### Document extract
■ ■ ■

The third section of Chu’s bill will create a new National Park Service unit in the San Gabriel Valley. The San Gabriel National Recreation Area would become a new unit of the National Park service. It would comprise land along the foothills of the San Gabriel Mountains and corridors along the San Gabriel, Rio Hondo, and other rivers and open spaces in the San Gabriel Valley.

The proposed NRA would not change any land ownership, nor restrict any current land owner from managing their land (and their trails) as they are already doing. It allows willing landowners or land managers within the NRA boundary to partner with the NPS to improve recreation, habitat connectivity, water quality, wildlife corridors and public access. It doesn’t change any existing trails, and has the potential to bring additional federal resources to local projects.

With all these aspects of the bill, our biggest concern is that the agencies managing lands the bills protect are not adequately funded at a level necessary to do their job effectively. Creating additional financial obligations by the Forest Service and National Park Service, when current budgets are falling short, will bring its own set of challenges.

H.R.3820 has a companion bill in the Senate, S.1109, introduced by Senator Kamala Harris. We will continue to work towards those amendments in the Senate version of the bill, which will face a tougher challenge under the current administration. If the bills fail this year, we expect them to be reintroduced in future sessions of congress.

■ ■ ■

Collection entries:
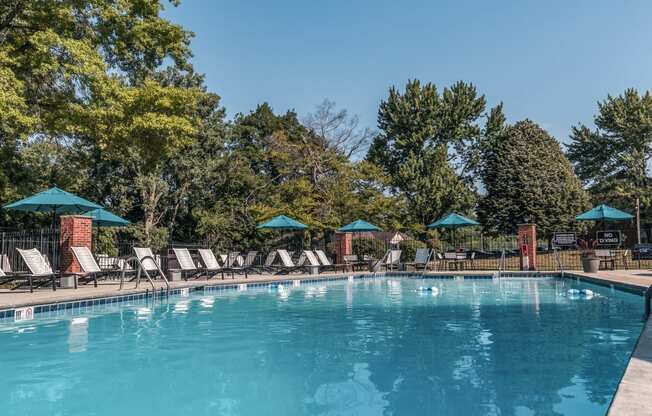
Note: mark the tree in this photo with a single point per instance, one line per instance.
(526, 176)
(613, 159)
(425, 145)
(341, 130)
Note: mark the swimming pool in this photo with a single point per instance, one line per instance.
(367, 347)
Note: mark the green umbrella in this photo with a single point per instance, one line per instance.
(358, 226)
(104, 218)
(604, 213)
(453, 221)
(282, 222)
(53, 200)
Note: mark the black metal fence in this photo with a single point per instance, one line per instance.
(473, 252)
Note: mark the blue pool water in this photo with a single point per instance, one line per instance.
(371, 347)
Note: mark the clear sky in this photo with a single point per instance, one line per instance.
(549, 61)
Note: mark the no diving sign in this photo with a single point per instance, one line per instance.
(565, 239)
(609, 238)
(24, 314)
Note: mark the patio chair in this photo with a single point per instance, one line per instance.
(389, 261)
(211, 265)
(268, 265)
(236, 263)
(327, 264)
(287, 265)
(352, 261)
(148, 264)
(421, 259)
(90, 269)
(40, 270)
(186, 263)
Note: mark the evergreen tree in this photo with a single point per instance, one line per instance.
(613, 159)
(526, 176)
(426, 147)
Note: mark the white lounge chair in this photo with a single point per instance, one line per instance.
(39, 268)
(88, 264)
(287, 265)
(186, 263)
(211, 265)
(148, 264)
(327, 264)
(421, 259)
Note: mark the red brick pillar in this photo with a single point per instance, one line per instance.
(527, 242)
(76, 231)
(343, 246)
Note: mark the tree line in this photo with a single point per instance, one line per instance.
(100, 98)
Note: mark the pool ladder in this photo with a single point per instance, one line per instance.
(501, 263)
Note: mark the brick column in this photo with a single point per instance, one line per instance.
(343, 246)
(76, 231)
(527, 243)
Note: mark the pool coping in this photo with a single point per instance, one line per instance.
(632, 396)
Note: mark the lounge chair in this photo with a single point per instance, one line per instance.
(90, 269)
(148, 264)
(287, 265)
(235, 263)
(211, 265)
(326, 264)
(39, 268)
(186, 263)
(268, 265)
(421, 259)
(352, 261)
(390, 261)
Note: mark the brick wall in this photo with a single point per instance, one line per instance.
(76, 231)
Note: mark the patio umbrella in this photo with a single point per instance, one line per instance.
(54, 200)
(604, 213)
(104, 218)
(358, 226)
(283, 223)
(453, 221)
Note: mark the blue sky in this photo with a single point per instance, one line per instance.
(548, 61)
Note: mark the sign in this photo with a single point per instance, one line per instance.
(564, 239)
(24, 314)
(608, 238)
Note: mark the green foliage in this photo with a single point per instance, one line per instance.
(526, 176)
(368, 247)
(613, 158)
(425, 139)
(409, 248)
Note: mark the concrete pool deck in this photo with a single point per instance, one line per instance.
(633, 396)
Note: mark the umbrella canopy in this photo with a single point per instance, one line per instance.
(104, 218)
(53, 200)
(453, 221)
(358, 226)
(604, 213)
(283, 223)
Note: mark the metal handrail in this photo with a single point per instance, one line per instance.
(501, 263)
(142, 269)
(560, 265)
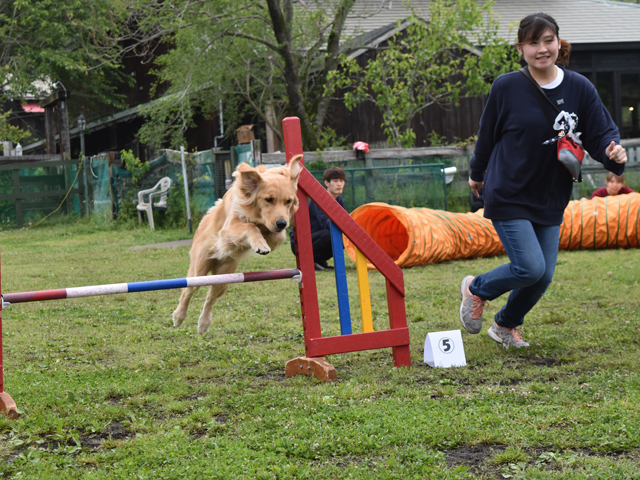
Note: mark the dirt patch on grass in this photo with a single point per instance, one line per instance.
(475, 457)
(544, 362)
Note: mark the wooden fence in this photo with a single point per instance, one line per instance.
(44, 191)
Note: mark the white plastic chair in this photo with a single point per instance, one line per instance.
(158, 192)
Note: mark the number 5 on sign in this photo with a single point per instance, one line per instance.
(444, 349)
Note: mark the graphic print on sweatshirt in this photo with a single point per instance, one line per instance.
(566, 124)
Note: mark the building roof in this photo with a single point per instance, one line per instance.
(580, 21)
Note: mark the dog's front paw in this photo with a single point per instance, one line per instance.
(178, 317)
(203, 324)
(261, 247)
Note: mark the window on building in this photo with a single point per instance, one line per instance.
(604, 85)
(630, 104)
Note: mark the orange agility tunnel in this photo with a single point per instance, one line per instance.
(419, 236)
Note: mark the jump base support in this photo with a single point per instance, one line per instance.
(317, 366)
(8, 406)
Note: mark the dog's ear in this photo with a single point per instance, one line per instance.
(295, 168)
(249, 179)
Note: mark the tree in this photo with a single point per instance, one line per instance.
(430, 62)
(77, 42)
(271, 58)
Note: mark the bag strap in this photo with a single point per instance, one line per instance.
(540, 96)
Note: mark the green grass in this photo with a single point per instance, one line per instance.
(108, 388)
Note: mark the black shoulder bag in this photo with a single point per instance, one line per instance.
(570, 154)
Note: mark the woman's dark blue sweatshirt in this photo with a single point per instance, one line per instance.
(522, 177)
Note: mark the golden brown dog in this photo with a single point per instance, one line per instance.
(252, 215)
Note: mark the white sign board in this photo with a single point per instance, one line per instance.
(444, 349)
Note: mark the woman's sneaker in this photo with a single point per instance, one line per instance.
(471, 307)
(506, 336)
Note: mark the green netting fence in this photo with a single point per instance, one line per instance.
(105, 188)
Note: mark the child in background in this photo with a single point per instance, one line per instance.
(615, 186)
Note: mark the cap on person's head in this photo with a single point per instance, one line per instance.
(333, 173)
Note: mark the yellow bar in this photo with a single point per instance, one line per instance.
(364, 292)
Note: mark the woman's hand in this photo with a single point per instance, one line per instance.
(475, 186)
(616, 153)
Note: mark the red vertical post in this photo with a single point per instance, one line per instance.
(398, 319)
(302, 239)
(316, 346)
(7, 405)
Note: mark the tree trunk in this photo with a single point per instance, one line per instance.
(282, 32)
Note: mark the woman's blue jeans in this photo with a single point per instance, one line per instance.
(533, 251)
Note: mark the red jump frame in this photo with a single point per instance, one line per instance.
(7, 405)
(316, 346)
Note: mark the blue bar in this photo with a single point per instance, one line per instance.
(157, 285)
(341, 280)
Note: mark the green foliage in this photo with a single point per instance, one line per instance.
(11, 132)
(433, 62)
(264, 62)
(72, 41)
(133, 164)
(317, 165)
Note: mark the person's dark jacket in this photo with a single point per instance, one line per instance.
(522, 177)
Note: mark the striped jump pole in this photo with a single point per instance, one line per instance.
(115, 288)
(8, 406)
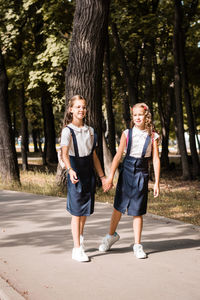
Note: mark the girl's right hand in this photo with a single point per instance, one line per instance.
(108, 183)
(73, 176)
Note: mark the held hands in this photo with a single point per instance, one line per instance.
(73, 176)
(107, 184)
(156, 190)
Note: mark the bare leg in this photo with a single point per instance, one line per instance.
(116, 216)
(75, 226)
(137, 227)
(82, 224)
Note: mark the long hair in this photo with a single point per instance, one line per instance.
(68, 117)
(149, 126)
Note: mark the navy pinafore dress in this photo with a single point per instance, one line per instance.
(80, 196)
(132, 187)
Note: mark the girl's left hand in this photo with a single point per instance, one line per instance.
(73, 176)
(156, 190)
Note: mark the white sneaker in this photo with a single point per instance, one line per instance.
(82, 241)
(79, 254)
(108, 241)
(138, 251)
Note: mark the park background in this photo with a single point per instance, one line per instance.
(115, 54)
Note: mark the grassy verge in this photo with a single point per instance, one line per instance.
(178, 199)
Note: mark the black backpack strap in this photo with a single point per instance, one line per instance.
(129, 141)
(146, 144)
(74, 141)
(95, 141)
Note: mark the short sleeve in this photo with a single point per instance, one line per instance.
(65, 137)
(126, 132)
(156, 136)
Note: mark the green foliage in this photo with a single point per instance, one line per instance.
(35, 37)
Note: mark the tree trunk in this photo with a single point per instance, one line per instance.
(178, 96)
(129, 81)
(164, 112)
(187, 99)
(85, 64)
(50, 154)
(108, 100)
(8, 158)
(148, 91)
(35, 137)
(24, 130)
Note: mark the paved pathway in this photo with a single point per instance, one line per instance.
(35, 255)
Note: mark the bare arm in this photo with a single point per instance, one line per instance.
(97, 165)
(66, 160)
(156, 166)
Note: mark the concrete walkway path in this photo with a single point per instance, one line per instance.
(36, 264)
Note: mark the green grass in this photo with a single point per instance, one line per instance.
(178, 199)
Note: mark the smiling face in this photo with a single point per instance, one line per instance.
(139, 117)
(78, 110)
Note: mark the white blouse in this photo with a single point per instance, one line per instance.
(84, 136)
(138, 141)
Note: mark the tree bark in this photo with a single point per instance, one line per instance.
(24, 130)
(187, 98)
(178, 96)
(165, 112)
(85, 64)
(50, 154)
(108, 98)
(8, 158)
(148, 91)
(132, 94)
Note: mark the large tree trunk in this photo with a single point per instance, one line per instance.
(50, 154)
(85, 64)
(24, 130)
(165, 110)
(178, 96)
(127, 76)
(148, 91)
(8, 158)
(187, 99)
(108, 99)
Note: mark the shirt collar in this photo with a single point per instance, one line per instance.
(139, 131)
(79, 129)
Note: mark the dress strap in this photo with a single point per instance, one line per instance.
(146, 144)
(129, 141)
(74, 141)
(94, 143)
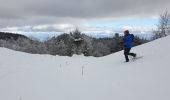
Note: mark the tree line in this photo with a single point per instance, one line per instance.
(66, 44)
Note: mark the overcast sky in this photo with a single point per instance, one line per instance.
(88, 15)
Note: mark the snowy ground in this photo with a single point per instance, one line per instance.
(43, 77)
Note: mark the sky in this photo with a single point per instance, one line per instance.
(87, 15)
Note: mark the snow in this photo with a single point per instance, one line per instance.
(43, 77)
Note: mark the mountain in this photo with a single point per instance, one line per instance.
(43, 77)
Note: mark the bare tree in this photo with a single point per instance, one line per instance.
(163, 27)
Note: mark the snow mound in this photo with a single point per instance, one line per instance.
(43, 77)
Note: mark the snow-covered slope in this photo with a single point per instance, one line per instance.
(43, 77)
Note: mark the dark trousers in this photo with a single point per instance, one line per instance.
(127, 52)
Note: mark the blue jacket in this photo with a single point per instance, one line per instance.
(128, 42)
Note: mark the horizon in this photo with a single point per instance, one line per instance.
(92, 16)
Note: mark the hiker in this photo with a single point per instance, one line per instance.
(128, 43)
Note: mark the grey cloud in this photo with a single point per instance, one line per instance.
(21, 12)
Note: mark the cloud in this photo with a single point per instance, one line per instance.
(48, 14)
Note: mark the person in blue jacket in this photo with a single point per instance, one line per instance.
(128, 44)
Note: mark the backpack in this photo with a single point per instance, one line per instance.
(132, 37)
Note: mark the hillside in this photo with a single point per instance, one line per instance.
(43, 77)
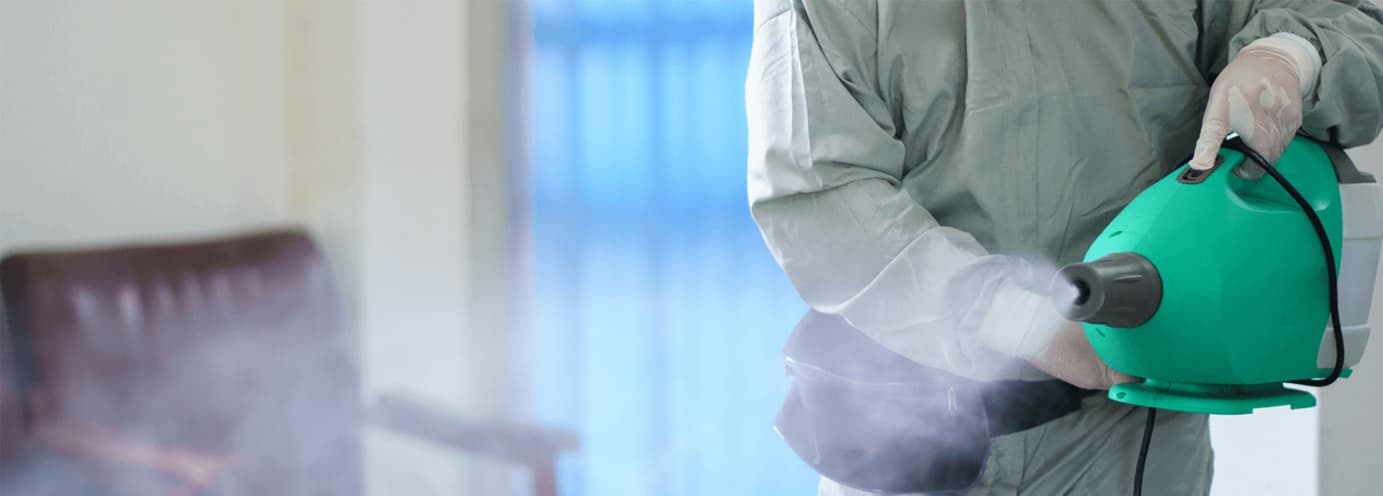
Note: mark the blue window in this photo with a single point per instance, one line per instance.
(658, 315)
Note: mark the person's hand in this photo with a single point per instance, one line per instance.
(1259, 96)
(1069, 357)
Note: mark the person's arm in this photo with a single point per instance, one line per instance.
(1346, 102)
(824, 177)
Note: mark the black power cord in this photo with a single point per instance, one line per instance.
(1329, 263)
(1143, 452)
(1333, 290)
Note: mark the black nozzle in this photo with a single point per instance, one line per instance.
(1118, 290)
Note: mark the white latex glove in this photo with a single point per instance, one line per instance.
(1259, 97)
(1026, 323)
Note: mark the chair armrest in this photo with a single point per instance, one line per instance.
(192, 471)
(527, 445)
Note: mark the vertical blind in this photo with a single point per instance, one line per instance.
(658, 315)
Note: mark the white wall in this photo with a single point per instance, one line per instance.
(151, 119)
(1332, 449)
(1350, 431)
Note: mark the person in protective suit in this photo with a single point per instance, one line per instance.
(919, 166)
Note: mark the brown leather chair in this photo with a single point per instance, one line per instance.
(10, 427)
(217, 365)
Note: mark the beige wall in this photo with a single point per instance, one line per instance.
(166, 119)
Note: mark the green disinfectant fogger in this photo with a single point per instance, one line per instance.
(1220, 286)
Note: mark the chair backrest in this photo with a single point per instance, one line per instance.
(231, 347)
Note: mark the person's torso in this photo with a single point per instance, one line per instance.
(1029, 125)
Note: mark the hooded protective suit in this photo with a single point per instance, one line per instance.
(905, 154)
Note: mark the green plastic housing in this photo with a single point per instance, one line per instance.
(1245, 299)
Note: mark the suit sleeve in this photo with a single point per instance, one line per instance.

■ ■ ■

### The task
Could you edit the stretch from "With all these" through "set of challenges." in the passage on the San Gabriel bill, replacing "Forest Service" with "Bureau of Land Management"?

### Completed exercise
With all these aspects of the bill, our biggest concern is that the agencies managing lands the bills protect are not adequately funded at a level necessary to do their job effectively. Creating additional financial obligations by the Bureau of Land Management and National Park Service, when current budgets are falling short, will bring its own set of challenges.